→ Dataset records:
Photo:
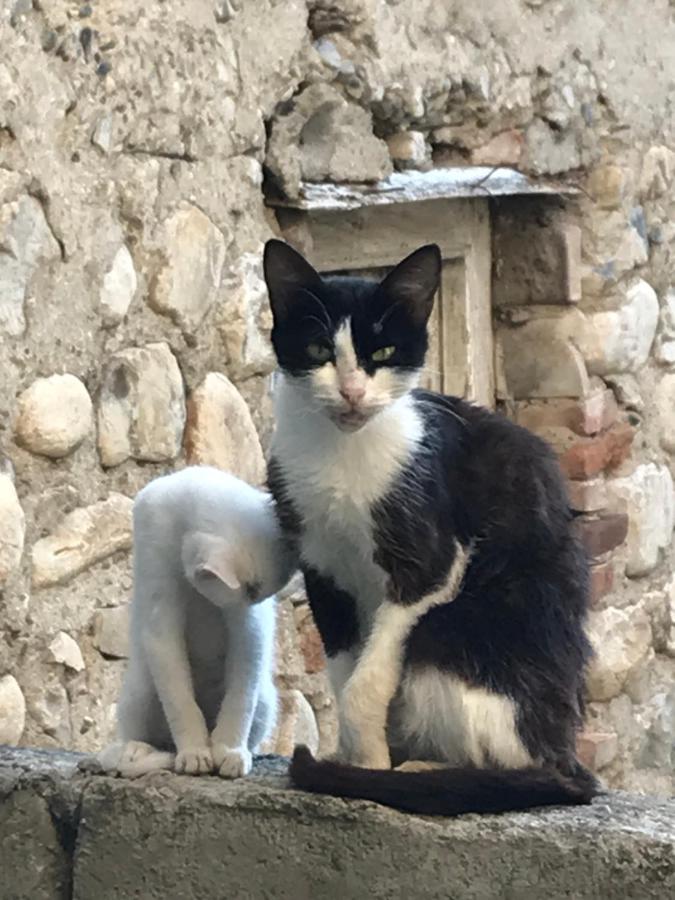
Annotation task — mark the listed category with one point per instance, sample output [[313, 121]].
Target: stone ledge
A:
[[66, 834]]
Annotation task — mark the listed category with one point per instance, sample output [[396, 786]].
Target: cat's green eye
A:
[[383, 354], [318, 352]]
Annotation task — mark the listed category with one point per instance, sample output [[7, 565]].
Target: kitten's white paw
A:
[[232, 762], [132, 751], [194, 761], [420, 765]]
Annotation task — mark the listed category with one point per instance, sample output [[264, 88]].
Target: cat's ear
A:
[[287, 275], [414, 282]]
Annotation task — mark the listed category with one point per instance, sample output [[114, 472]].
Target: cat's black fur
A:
[[516, 627]]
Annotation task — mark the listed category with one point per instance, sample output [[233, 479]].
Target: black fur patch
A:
[[443, 792]]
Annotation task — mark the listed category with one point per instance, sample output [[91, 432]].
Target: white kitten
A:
[[198, 694]]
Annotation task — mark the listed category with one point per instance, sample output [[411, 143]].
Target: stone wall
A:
[[137, 142]]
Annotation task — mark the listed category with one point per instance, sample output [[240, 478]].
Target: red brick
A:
[[590, 415], [603, 533], [596, 749], [587, 459], [311, 646], [601, 582]]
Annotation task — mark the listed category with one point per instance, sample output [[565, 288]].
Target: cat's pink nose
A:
[[352, 393]]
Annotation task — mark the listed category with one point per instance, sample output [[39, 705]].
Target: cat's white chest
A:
[[334, 480]]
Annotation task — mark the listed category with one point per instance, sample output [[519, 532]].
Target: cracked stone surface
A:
[[175, 836]]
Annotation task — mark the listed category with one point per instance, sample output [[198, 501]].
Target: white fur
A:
[[374, 682], [198, 692], [335, 473], [334, 478]]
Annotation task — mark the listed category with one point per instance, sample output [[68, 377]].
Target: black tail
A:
[[443, 792]]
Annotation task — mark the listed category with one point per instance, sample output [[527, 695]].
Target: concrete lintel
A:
[[410, 187]]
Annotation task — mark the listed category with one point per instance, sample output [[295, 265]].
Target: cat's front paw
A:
[[194, 761], [232, 762]]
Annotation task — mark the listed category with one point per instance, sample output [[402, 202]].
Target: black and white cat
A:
[[440, 563]]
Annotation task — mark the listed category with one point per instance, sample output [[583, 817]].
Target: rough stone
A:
[[620, 340], [587, 496], [585, 416], [536, 254], [187, 283], [665, 342], [670, 595], [118, 288], [409, 149], [12, 528], [664, 399], [658, 171], [54, 415], [648, 497], [541, 361], [141, 410], [49, 706], [622, 641], [297, 725], [325, 138], [26, 241], [658, 745], [290, 665], [608, 185], [111, 631], [361, 843], [84, 537], [311, 645], [220, 431], [245, 319], [596, 750], [12, 711], [602, 533], [66, 651], [549, 152], [504, 149], [627, 391], [601, 581]]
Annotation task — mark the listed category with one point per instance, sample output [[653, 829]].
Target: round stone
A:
[[54, 416]]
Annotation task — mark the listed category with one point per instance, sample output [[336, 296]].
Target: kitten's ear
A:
[[220, 568], [414, 282], [287, 274], [208, 556]]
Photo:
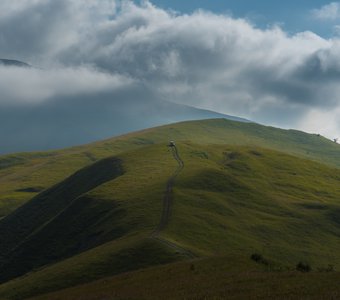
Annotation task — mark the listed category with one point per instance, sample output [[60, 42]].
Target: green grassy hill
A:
[[23, 175], [237, 194]]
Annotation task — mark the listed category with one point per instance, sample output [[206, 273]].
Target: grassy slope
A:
[[228, 199], [230, 277], [23, 175]]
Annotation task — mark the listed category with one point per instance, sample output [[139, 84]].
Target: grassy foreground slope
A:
[[230, 277], [23, 175], [228, 199]]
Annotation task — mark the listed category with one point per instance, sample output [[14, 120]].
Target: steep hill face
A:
[[23, 175], [226, 199]]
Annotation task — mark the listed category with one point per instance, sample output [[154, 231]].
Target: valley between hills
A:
[[233, 211]]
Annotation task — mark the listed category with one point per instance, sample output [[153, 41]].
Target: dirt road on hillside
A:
[[167, 205]]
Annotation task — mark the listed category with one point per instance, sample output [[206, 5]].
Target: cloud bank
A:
[[203, 59]]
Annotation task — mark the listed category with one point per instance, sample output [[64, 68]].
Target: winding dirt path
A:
[[167, 204]]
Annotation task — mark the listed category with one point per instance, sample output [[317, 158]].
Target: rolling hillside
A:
[[129, 203]]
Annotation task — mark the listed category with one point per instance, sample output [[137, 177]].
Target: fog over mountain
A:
[[92, 57]]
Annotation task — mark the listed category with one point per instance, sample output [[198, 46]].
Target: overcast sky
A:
[[274, 64]]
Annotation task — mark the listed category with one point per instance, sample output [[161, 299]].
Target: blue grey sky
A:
[[273, 62]]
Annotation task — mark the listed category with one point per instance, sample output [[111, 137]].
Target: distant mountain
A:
[[69, 121], [11, 62]]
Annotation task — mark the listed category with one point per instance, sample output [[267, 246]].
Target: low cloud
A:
[[25, 86], [328, 12], [203, 59]]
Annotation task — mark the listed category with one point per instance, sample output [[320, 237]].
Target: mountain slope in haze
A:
[[23, 175], [232, 196], [52, 124]]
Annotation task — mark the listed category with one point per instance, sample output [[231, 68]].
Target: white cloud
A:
[[33, 86], [328, 12], [202, 59]]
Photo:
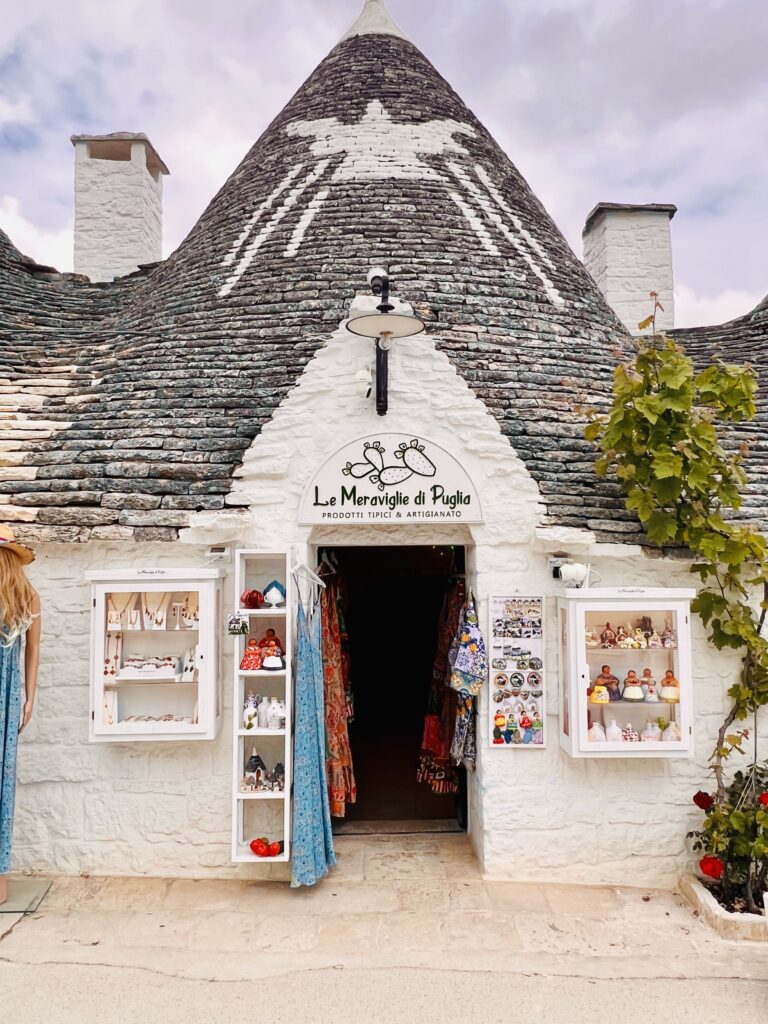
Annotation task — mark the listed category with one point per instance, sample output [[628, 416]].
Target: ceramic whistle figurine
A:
[[252, 656], [632, 688], [654, 641], [669, 637], [270, 639], [670, 688], [605, 687], [251, 711]]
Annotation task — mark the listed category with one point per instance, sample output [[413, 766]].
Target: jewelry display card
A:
[[516, 702]]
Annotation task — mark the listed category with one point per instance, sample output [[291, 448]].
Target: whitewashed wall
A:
[[164, 809]]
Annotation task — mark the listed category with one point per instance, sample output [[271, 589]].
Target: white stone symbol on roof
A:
[[376, 147]]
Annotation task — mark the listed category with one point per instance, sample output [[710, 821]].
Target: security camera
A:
[[378, 279]]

→ Exercise objective:
A verbatim copy of the records above, without pictures, is required.

→ Reply to the task:
Photo:
Annotation task — mark the listed category with one point per instance, sample output [[313, 121]].
Target: stone ledge
A:
[[66, 834]]
Annotation task — mark the listed category with one point per instance, sample output [[396, 786]].
Target: cat's green eye
A:
[[383, 354], [318, 352]]
Annotation task — mark the listed category with one point per instance, sample output [[7, 565]].
Target: kitten's white paw
A:
[[232, 762], [132, 751], [194, 761], [420, 765]]
Annotation task — mark the listed category with one point per instance, sample output [[264, 88]].
Target: cat's ear
A:
[[287, 275], [414, 282]]
Annotation task — mark the listed category with one point per instance, sample output [[114, 472]].
Target: cat's black fur
A:
[[516, 627]]
Annotation task — mark the listed category with one point per instance, sample output [[233, 479]].
Target: black fur patch
A:
[[443, 792]]
Annotation task — mark the listed category with one point per instance, sample output [[91, 432]].
Target: white kitten
A:
[[198, 694]]
Annotation task — mark the listed category with one point per instance, sample output [[411, 143]].
Target: stone wall
A:
[[137, 142]]
Annotation task — mark the listed category with one point per instance, sample output [[240, 478]].
Target: red brick
A:
[[590, 415], [603, 533], [596, 749], [587, 459], [311, 646], [601, 582]]
Annotation task — mark the listed category with one point per instance, sample output [[565, 288]].
Target: cat's pink nose
A:
[[352, 393]]
Annotation task — mark the listed category with one point per instance, sample output [[39, 705]].
Target: cat's white chest
A:
[[334, 480]]
Annotation task — mark the listed category with one point per instance, sample output [[519, 532]].
Target: cracked stone surface
A:
[[175, 836]]
Annotation task — mark the listed category with one point per instance, sample output [[198, 501]].
Target: white fur
A:
[[374, 682], [198, 692], [335, 473], [334, 478]]
Annotation task — mark the listed category with one point per instance, sample output [[68, 377]].
Target: black tail
A:
[[443, 792]]
Annotation task — mark the listed category with one point per instance, sample output [[527, 695]].
Target: concrete lintel
A:
[[410, 187]]
Annotation task — mark the listed category with one point per instance, sample output [[295, 265]].
Target: cat's front paw
A:
[[194, 761], [232, 762]]
Annotation task — mark the listed category with one point per instance, sample output [[402, 202]].
Target: black and white cat
A:
[[440, 563]]
Annotation task — mark the listed category with one point per instance, sample output [[583, 817]].
Target: rough stone
A:
[[620, 340], [587, 496], [585, 416], [536, 254], [187, 283], [665, 342], [670, 595], [118, 288], [409, 149], [12, 528], [664, 399], [658, 171], [54, 415], [648, 497], [541, 361], [141, 410], [49, 706], [622, 641], [297, 725], [325, 138], [26, 241], [658, 745], [290, 665], [608, 185], [111, 631], [361, 843], [84, 537], [311, 645], [220, 431], [245, 319], [596, 750], [12, 711], [602, 533], [66, 651], [549, 152], [504, 149], [627, 391], [601, 581]]
Annotation task — mark the listed category with one point per instance, sample output [[653, 829]].
Target: round stone
A:
[[54, 416]]
Annotation task — mark the listed category with one point per instance, sample output [[336, 296]].
Target: kitten's ear
A:
[[220, 568], [414, 282], [287, 274], [208, 556]]
Photo:
Annotation task — mark the listed category with one point per instance, sample output [[60, 42]].
Target: green grassy hill
A:
[[23, 175], [237, 194]]
Annotation task — mark the listed category with one point per instance, sample output [[206, 273]].
Target: grassy slope
A:
[[228, 199], [230, 277], [23, 175]]
Annotation task — mark the listed category with one point per instance, sample output [[139, 84]].
Target: grassy foreground slope
A:
[[230, 277], [23, 175], [228, 199]]
Annotation task — mark the listed category with one point per instance, sample output [[14, 120]].
Target: steep hill face
A:
[[23, 175], [226, 199]]
Annotation task — mark the listed category with one point per instance, sample output [[154, 231]].
Target: valley between hills
A:
[[233, 211]]
Annotation task — mark the listed category with one point per instance, sample output [[153, 41]].
Target: dirt road on hillside
A:
[[167, 205]]
Annotation task — mark the listed category with one point per instance, sample output [[206, 5]].
Target: cloud bank
A:
[[203, 59]]
Annotation task — mark the listed category with one point per instance, sample output [[64, 68]].
Target: winding dirt path
A:
[[167, 204]]
Annotation task — mark the listed category with one point per instance, sample output [[317, 158]].
Target: rolling hillside
A:
[[129, 203]]
Annotation task — mark the listed category with one point per instance, sample output [[137, 177]].
Target: fog over mountain
A:
[[92, 57]]
Annotation task — mark the listed category with one point per instance, sample output [[198, 46]].
Target: overcast sky
A:
[[274, 64]]
Annotation task — mark the listed category with one point per instance, sample output [[161, 299]].
Target: blue grey sky
A:
[[273, 62]]
Annotation task — mark the listed category with one point per instance, sample output [[111, 137]].
Target: distant mountain
A:
[[69, 121], [11, 62]]
Annotation task — mark the listed category with one point per instance, sample output [[267, 246]].
Target: low cloud
A:
[[25, 86], [328, 12], [203, 59]]
Annotation task — mark the listed category with one point per instance, sample output [[320, 237]].
Target: mountain slope in haze
A:
[[23, 175], [232, 196], [52, 124]]
Annotation task — mark the listed category with one point per instance, sample output [[231, 68]].
Target: white cloud
A:
[[33, 86], [328, 12], [202, 59]]
Photo:
Annotation task — mark the listed category with one point per instance, sample output [[628, 416]].
Target: ceramic whistle figurine
A:
[[252, 656], [632, 688], [654, 641], [669, 637], [270, 639], [670, 688], [605, 687], [251, 711]]
Annotation task — mark the listed category with one point per instance, sample output [[413, 766]].
Target: jewelry display card
A:
[[516, 702]]
Annotation task — mark the listed category with one point per instance, sample output [[291, 448]].
Target: whitewashed wall
A:
[[164, 809]]
Annotation task — mark the listed category with one point per instance, sample output [[271, 589]].
Target: white stone symbol on roof
A:
[[376, 147]]
Annotation task — mark the listed category with one point per instance, sample output [[710, 821]].
Target: security camera
A:
[[378, 279]]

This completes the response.